_Supplied passage_:
The FRB Proposed Rules include a number of other changes, including proposals that would:

  • modify the Capital Plan Rule to limit the ability of a bank holding company (“BHC”) with $50 billion or more in assets (a “Large BHC”) to make capital distributions in a given quarter to the extent that its actual capital issuances in that quarter were less than the amount indicated in its capital plan;
  • clarify the application of the Capital Plan Rule to a Large BHC that is a subsidiary of a U.S. intermediate holding company of a foreign banking organization;
  • clarify that BHCs and state member banks that have been notified that they have exited their parallel run are not permitted to use the Basel III “advanced approaches” to calculate regulatory capital requirements until the stress test cycles, and, for Large BHCs, the capital plan cycle, beginning on January 1, 2016;
  • permit, rather than require, resubmission of a capital plan following the FRB’s objection;
  • eliminate the need to obtain prior approval for “accretive” issuances of capital instruments (including common and preferred shares) that would qualify for inclusion in the numerator of regulatory capital ratios; and
  • add a stricter definition of “BHC stress scenario” to the Capital Plan Rule and make other conforming changes to related rules and guidance.

_Excerpted records_:

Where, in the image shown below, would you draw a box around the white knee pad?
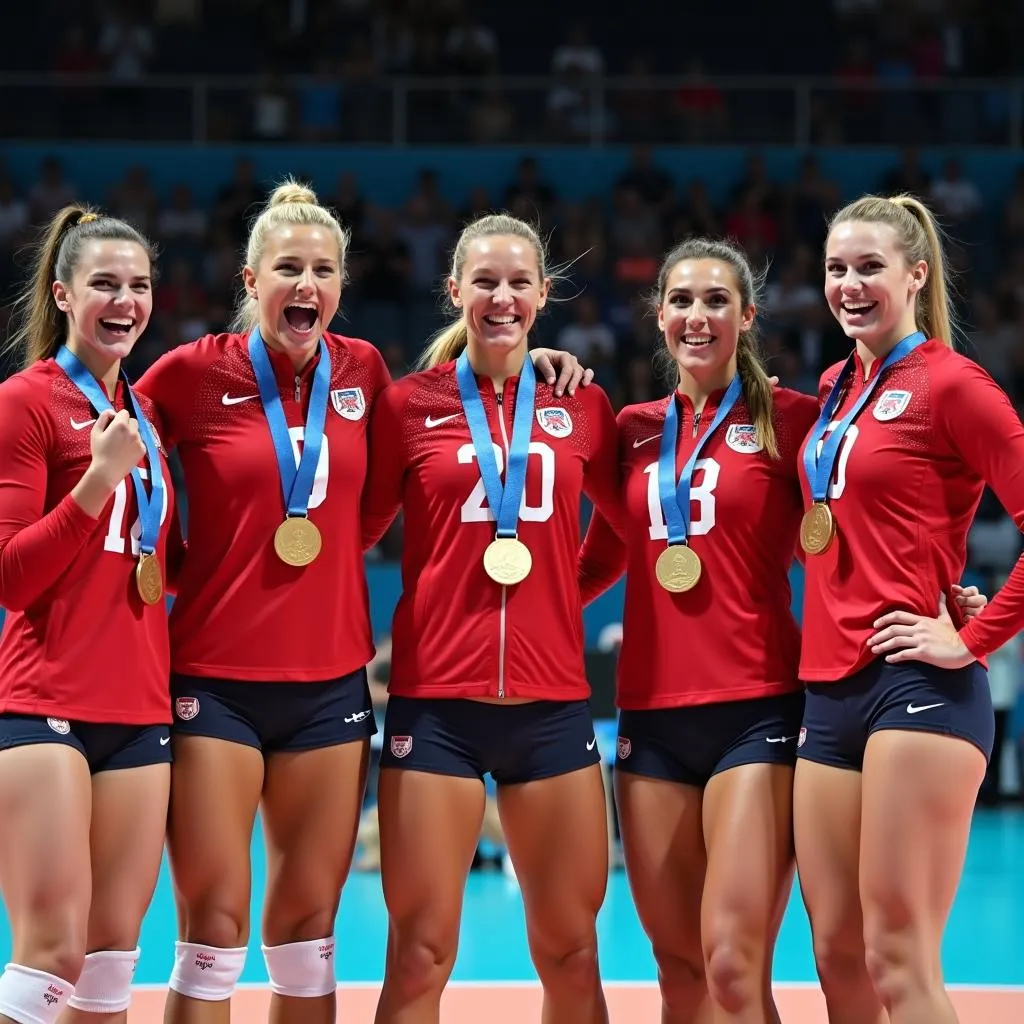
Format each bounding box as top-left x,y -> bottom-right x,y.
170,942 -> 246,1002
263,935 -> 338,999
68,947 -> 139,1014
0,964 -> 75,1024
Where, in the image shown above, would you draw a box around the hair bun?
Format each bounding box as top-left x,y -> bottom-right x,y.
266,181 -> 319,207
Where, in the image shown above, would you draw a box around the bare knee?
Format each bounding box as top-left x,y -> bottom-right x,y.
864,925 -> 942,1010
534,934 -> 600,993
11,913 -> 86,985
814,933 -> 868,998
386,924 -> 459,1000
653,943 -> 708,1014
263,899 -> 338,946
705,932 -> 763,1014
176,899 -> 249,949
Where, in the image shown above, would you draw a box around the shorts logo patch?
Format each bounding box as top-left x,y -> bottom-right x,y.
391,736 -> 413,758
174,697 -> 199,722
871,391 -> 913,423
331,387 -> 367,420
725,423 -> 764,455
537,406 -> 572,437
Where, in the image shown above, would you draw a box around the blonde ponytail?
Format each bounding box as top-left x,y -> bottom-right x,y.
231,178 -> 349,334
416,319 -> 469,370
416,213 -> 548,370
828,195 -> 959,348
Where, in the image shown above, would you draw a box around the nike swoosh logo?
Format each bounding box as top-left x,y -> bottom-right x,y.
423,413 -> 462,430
...
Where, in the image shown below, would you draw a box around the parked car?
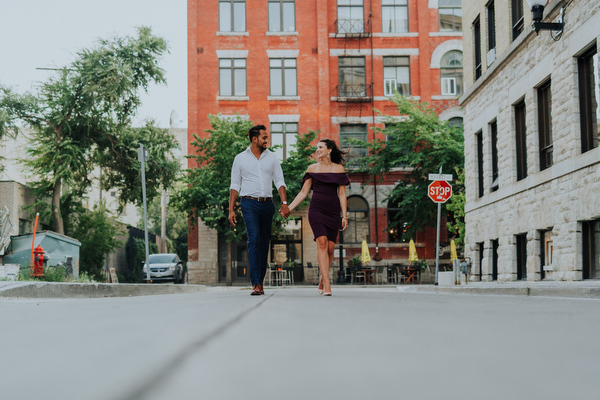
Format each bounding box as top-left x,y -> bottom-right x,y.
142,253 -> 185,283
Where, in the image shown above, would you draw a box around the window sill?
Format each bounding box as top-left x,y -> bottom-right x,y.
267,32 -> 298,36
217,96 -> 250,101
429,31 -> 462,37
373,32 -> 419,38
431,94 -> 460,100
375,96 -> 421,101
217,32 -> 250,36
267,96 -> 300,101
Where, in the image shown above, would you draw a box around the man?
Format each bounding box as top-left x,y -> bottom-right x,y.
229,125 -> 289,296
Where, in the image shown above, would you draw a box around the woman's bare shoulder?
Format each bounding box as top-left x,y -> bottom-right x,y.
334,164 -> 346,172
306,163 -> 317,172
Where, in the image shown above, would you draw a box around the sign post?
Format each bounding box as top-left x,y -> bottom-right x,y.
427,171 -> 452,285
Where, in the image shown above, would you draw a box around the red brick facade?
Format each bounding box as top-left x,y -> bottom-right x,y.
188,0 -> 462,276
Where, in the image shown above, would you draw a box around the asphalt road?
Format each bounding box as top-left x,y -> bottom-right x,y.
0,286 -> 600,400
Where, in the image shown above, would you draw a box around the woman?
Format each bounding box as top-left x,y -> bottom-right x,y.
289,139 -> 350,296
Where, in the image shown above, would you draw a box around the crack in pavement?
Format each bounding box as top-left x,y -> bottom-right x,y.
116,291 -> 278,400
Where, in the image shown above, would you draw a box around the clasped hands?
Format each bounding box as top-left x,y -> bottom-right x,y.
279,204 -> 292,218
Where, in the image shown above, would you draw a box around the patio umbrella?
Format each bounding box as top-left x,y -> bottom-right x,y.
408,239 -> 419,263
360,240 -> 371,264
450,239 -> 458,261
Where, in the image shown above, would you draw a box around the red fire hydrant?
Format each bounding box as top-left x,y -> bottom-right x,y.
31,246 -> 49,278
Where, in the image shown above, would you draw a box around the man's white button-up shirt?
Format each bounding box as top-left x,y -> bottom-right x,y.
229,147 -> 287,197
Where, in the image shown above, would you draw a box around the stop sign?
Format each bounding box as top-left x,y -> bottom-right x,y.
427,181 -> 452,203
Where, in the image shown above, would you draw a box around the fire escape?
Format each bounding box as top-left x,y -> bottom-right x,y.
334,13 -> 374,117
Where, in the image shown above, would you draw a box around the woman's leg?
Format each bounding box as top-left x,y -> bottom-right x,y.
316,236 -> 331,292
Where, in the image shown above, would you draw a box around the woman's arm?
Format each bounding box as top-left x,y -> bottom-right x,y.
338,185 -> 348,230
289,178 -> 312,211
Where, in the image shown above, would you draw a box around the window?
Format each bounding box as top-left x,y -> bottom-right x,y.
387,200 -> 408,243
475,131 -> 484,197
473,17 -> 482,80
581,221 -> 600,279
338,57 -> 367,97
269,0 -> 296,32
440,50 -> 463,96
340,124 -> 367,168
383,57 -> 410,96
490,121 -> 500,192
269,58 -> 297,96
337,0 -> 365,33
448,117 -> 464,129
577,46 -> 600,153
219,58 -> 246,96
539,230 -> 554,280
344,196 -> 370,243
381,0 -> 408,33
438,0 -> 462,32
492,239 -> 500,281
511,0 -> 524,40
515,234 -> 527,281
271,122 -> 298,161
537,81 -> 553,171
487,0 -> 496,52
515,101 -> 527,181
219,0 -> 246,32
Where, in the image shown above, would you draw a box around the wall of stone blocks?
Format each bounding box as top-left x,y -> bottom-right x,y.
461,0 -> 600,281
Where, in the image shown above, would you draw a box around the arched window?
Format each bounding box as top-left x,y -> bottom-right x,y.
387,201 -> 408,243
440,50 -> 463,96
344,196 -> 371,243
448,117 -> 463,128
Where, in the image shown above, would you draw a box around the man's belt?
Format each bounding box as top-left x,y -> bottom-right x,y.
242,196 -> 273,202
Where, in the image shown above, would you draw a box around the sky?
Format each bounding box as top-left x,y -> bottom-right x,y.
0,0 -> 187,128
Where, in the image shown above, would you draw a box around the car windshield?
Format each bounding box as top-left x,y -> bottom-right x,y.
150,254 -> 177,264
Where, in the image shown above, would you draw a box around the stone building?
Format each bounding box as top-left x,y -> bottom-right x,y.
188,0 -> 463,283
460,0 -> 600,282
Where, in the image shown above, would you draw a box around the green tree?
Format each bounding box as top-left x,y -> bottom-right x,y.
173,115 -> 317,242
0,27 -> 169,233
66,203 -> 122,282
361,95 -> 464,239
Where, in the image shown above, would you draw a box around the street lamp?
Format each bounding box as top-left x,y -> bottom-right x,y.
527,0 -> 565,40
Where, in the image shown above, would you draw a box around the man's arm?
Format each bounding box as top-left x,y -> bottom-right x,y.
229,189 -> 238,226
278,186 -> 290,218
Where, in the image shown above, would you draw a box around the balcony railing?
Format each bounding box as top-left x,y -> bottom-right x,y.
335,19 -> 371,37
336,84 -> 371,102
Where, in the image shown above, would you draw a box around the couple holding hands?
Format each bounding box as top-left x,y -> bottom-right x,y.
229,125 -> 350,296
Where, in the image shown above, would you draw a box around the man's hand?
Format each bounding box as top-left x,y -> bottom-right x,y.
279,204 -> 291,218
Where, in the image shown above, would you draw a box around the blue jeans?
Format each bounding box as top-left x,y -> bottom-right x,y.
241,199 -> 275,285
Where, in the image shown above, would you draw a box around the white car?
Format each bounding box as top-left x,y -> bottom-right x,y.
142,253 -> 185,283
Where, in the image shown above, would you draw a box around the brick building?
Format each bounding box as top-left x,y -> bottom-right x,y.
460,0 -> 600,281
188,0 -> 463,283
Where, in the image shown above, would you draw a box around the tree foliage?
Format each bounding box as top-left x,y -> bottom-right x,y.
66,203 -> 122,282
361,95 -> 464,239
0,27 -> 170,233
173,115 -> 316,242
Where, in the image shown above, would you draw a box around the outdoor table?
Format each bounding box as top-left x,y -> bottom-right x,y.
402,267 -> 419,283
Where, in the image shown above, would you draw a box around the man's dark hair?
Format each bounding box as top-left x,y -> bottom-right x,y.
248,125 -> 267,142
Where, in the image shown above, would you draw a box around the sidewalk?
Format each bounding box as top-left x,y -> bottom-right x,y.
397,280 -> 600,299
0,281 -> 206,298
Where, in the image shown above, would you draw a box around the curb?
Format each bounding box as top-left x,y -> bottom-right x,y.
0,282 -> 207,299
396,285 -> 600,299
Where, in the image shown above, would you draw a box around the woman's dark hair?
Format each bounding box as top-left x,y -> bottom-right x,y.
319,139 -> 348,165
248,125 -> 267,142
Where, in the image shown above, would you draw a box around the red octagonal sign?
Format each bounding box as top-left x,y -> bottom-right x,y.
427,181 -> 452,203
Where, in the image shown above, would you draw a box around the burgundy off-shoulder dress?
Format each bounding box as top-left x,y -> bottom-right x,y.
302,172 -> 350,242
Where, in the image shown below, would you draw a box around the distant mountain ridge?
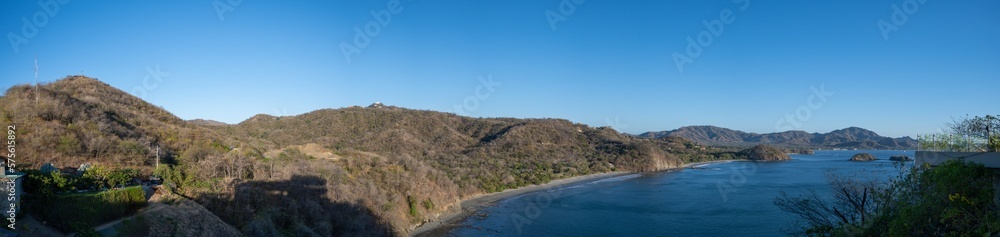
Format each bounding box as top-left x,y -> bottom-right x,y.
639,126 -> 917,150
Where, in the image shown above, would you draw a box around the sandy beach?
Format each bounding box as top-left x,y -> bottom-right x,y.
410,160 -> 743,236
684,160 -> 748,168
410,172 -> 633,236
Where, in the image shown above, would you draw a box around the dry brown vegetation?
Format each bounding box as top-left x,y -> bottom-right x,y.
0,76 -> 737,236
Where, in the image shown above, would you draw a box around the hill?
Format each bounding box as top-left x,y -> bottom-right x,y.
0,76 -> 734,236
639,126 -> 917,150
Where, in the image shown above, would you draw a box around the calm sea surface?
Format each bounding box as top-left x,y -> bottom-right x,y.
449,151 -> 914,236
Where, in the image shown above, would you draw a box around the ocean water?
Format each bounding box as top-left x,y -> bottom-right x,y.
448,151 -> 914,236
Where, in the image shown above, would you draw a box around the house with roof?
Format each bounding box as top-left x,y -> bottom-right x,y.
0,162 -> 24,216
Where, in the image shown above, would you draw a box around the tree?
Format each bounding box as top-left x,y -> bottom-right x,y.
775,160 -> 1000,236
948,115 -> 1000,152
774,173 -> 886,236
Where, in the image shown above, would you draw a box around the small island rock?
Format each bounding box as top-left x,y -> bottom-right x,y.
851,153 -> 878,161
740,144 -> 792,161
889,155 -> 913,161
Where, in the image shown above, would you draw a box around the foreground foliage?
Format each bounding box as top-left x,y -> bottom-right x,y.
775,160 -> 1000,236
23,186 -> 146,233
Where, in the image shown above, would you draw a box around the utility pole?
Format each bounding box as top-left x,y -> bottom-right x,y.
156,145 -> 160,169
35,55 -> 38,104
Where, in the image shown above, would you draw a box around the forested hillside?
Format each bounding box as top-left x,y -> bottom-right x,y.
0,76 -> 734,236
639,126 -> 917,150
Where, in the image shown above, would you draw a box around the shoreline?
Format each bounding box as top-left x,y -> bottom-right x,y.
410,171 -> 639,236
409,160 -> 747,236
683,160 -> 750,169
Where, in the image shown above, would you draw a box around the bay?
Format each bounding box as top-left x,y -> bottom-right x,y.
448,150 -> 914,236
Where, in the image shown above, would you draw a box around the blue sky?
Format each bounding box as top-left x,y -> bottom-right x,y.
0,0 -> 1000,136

_Written tasks_:
1 - Gather every line of the records that contains the word "woman", treating uppercase and lowercase as different.
2 - Carry on the passage on the FRB Proposed Rules from its last sentence.
The passage on the FRB Proposed Rules and the records are unrelated.

_Expected answers_:
1 -
Where, in the image shown above, would you draw a box around the woman's bare shoulder?
Where, in the image shown above, would you draw a box around the woman?
Where, in the image shown above, would you draw a box around the woman's leg?
Where, in the image shown above, would you draw a box around the woman's arm?
Where, in the image shown above, would you draw a box around the woman's dark hair?

2 -
Like the FRB, the Office of the Comptroller of the Currency (the “OCC”) and the Federal Deposit Insurance Corporation each also recently issued a notice of proposed rulemaking (the “OCC NPR” and the “FDIC NPR”, respectively) that would amend the OCC’s and FDIC’s annual stress test rules  by shifting the timing of the stress test cycle, filing dates and planning horizon by three months.  Like the FRB Proposed Rules, the OCC’s proposed rules also clarify that national banks and federal savings banks subject to the OCC’s stress test rules that have been notified that they have exited their parallel run will not have to calculate their regulatory capital requirements over the stress test planning horizon using the Basel III “advanced approaches” until the stress testing cycle beginning on January 1, 2016 and for stress test cycles thereafter.
 
Comments to the FRB NPR are due August 11, 2014.  Comments to the OCC NPR and FDIC NPR must be received within 60 days from the date of publication of those NPRs in the Federal Register, which is expected shortly.